- INSTRUCTIONS FOR THE TASK
Take the line that contains "chopstick in the photo above." as the first and the last line of the material as the final one; set down exactly the lines in that span.
---*---
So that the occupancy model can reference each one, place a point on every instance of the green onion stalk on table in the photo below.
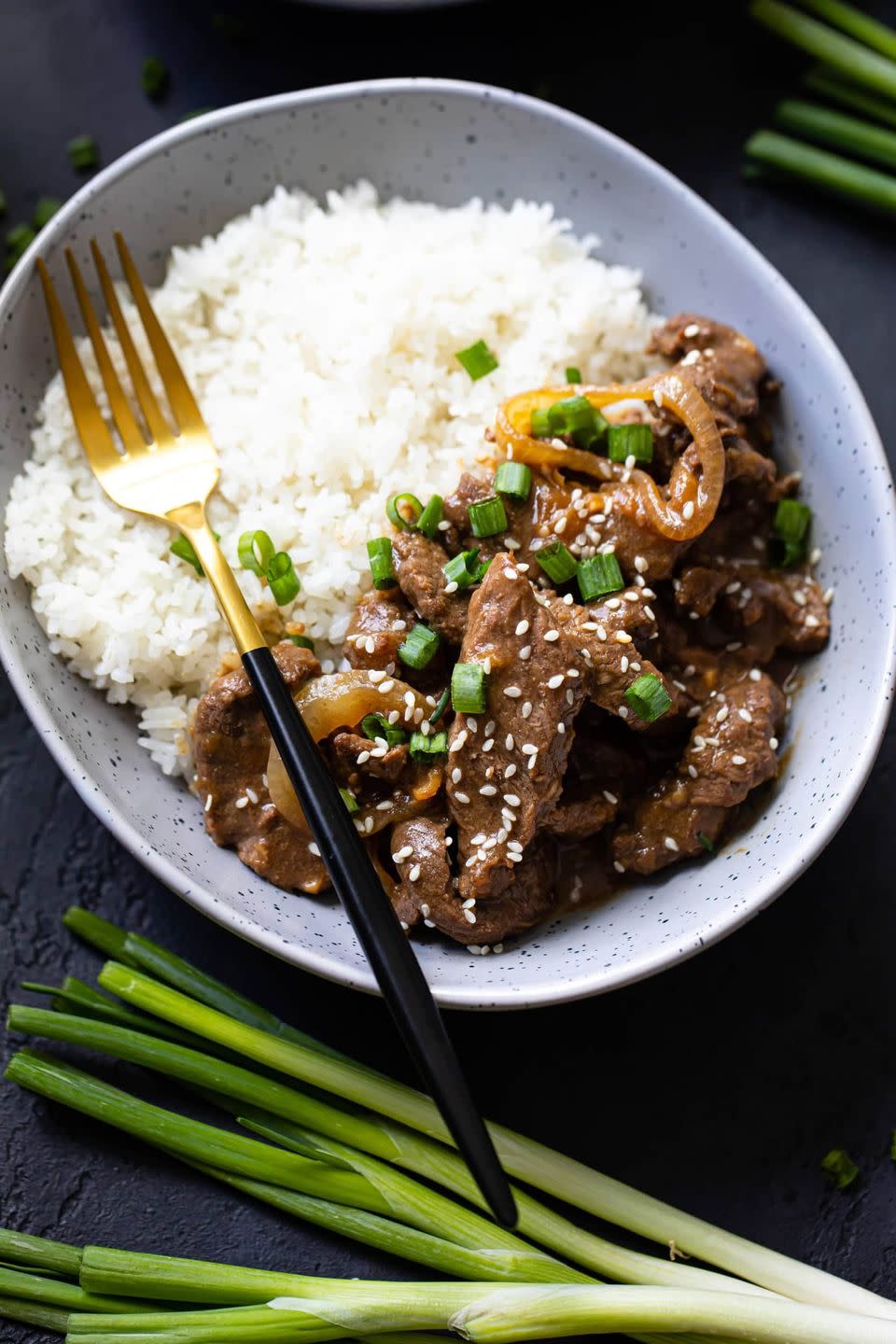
(337, 1144)
(852, 152)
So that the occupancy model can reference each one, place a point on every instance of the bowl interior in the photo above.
(446, 143)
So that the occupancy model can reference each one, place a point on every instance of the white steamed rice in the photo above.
(320, 343)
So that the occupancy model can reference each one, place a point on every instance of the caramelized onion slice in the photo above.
(661, 510)
(342, 700)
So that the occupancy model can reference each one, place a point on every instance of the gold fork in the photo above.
(167, 470)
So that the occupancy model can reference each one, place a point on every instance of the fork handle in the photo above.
(397, 969)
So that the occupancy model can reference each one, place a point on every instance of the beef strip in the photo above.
(427, 886)
(543, 657)
(418, 566)
(728, 754)
(231, 745)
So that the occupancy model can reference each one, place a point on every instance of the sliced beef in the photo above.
(418, 566)
(231, 745)
(728, 754)
(427, 886)
(543, 659)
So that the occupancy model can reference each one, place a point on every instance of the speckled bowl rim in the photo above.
(329, 967)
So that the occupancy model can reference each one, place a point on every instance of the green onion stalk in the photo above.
(223, 1015)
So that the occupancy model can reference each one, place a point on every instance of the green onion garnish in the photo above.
(648, 696)
(45, 210)
(791, 530)
(488, 518)
(840, 1169)
(468, 689)
(155, 77)
(514, 480)
(183, 549)
(83, 153)
(256, 552)
(428, 521)
(419, 647)
(379, 553)
(404, 511)
(378, 726)
(464, 568)
(540, 427)
(598, 576)
(477, 359)
(351, 803)
(282, 578)
(442, 706)
(558, 562)
(624, 441)
(424, 748)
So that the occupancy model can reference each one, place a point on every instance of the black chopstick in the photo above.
(397, 969)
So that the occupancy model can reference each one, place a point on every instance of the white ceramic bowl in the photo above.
(448, 141)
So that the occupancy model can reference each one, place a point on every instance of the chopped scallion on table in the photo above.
(558, 562)
(513, 480)
(624, 441)
(477, 359)
(418, 648)
(282, 578)
(488, 518)
(649, 698)
(379, 553)
(404, 511)
(599, 576)
(468, 689)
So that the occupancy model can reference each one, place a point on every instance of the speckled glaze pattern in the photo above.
(448, 141)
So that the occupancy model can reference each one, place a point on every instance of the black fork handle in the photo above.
(397, 969)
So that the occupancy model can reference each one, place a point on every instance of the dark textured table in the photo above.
(719, 1085)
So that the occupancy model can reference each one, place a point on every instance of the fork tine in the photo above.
(156, 422)
(125, 424)
(172, 375)
(93, 431)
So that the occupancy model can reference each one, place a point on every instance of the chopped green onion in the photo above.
(540, 427)
(428, 521)
(840, 1169)
(558, 562)
(465, 568)
(468, 689)
(418, 648)
(624, 441)
(477, 359)
(351, 803)
(379, 553)
(514, 480)
(424, 748)
(378, 726)
(282, 578)
(598, 576)
(442, 706)
(649, 698)
(256, 552)
(83, 153)
(398, 507)
(155, 77)
(183, 549)
(45, 210)
(488, 516)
---*---
- OUTPUT FOR THIS EXERCISE
So that the occupancy model can reference each one, place a point on every instance of the black chopstick in the photo above.
(397, 969)
So that the occupancy model can reference each one, place a point on every instance of the white ceramic bowl in the photo above.
(448, 141)
So that the occupancy model can reference each one, place a point on every instance of the chopped scallion on table in the photo above.
(558, 562)
(513, 480)
(624, 441)
(477, 359)
(418, 648)
(282, 578)
(488, 518)
(649, 698)
(379, 553)
(404, 511)
(599, 576)
(468, 689)
So that the occupancy model can reference each one, place a point on every instance of the speckled glaze pattern in the photo above.
(448, 141)
So that the occupancy model can reference each one, place a point on every instance of the black fork handle in the photo above.
(397, 969)
So that the occupancy model can reference each one, place a point on every instance of the dark textured table in the photo above.
(719, 1085)
So that the occupancy model can reference each one, place a point on every instance of the fork tine in the photo above.
(156, 422)
(125, 424)
(172, 375)
(93, 431)
So that the occupancy model can reference each one, place a point on every instance of the chopped green onion in the photo above.
(540, 427)
(428, 521)
(840, 1169)
(558, 562)
(465, 568)
(468, 689)
(418, 648)
(624, 441)
(477, 359)
(351, 803)
(379, 553)
(514, 480)
(424, 748)
(378, 726)
(282, 578)
(598, 576)
(442, 706)
(649, 698)
(256, 552)
(83, 153)
(398, 507)
(155, 77)
(183, 549)
(45, 210)
(488, 516)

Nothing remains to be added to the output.